# THE TASK:
Can you retype the movie review word for word, beginning at "The opening scenes" and stopping after "other undead movies."?

# TEXT UNDER STUDY:
----------

Review by Harvey Karten
No Rating Supplied

Talk about strong female roles! As zombie-slayer Alice from the municipality of Raccoon City, Milla Jovovich makes Buffy look like a housewife from the town of Stepford. You wouldn't know it to look at her, at least in the beginning of "Resident Evil," where she lies barely conscious and, oh yes, virtually naked in her shower, but she does get to kick considerable butt and save the day for, well, for herself at least because everyone else seems to wind up either dead or undead.

If "Resident Evil" were not derived from the game which was produced and created by Shinji Mikami and Yoshiki Okamoto beginning in 1996 (with sequels in 1998 and 2000), we'd be tempted to say that the plot, such as it is, was torn from today's headlines. Here in the U.S. we've been through an anthrax scare that appears to have died down for now, and there's been considerable talk about the potential of the Axis of Evil's alleged experimentation with nasty biological warfare. Anyone who thinks that the U.S. is not preparing to counteract with similar germane ideas is living in la-la land but the way this movie's writer-director, Paul W.S. Anderson, seems to lean politically, such activity on our part would not be very nice. He goes with the scenario that the five hundred scientists and support people working underground in a Raccoon City lab (created mostly in Berlin's Adlershof Studio) are pursuing cures for disease in the pay of the huge Umbrella Corporation. Actually, though, they are working as well on military doings, specifically on viral techniques for killing the enemy. The virus is not as deadly as the one conjured up by Terry Gilliam in "12 Monkeys" but an accidental leak forces the Red Queen which is the supercomputer itself to make sure that none of the five hundred scientists gets out to infect others. The facilities are sealed and most people die within minutes. The juiciest death is in something that Disneyworld could use to update its Tower of Terror: an elevator that shafts its passengers, guillotining one of the hapless riders before our eyes.

The opening scenes are the most effective, principally because they almost make sense. The people are human beings, they are panicked in a way that we can all imagine that we would be in a similar situation (such as if you were in the World Trade Center on 9/11), and the weird creatures have not yet emerged. Once the ghoulish demons rise up, having had their cells regenerated by the, oh, whatever, we're no longer in Raccoon Land but in dud city. You've seen 'em all before (in my own situation beginning with Edward L. Cahn's less-than- frightening movie "The Zombies of Mora-Tau").One creature without a lick of scare-ability, the Licker, is nothing more than the octopus-like critter that springs from people's stomachs in half the other undead movies.

----------

# GIVEN ENTRIES:
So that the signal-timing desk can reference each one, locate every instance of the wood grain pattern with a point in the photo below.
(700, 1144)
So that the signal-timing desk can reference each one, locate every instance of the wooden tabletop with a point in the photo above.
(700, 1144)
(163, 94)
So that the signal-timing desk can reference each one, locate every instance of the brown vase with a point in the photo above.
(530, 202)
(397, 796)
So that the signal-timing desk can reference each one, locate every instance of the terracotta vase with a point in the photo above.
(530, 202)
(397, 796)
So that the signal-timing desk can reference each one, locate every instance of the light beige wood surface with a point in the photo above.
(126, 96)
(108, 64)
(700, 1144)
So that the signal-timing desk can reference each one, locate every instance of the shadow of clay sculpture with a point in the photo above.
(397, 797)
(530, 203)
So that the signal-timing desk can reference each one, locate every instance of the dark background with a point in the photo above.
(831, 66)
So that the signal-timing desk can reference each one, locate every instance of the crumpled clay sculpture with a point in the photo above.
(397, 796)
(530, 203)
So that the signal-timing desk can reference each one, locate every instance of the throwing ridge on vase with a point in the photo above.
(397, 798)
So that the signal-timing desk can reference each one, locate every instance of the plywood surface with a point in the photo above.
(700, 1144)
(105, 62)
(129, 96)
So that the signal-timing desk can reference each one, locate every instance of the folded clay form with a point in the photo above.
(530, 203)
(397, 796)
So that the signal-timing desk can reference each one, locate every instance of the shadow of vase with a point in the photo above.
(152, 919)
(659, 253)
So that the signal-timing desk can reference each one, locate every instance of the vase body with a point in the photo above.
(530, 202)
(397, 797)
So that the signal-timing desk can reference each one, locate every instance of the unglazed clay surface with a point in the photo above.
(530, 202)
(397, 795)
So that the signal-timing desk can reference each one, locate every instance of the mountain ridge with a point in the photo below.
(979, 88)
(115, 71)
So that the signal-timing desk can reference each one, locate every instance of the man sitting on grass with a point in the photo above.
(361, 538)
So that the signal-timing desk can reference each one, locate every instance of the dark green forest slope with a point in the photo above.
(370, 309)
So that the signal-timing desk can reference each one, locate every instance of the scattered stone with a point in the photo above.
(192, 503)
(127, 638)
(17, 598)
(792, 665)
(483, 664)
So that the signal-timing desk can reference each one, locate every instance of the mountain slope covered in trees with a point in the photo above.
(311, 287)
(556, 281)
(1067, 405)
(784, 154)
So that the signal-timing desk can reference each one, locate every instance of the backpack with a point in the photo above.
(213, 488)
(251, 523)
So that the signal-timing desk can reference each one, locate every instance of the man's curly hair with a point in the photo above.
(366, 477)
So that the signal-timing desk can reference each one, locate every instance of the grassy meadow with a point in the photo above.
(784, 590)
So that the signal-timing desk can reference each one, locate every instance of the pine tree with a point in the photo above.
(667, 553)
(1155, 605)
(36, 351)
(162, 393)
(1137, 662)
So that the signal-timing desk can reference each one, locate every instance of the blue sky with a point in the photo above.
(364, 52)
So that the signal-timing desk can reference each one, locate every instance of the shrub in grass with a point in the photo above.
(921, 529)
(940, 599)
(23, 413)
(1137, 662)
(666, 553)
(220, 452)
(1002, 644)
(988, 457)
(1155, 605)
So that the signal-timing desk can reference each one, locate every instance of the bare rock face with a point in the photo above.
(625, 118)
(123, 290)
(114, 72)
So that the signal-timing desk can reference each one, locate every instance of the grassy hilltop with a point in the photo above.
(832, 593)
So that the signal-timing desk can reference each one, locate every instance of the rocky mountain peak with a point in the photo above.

----------

# SOLUTION:
The opening scenes are the most effective, principally because they almost make sense. The people are human beings, they are panicked in a way that we can all imagine that we would be in a similar situation (such as if you were in the World Trade Center on 9/11), and the weird creatures have not yet emerged. Once the ghoulish demons rise up, having had their cells regenerated by the, oh, whatever, we're no longer in Raccoon Land but in dud city. You've seen 'em all before (in my own situation beginning with Edward L. Cahn's less-than- frightening movie "The Zombies of Mora-Tau").One creature without a lick of scare-ability, the Licker, is nothing more than the octopus-like critter that springs from people's stomachs in half the other undead movies.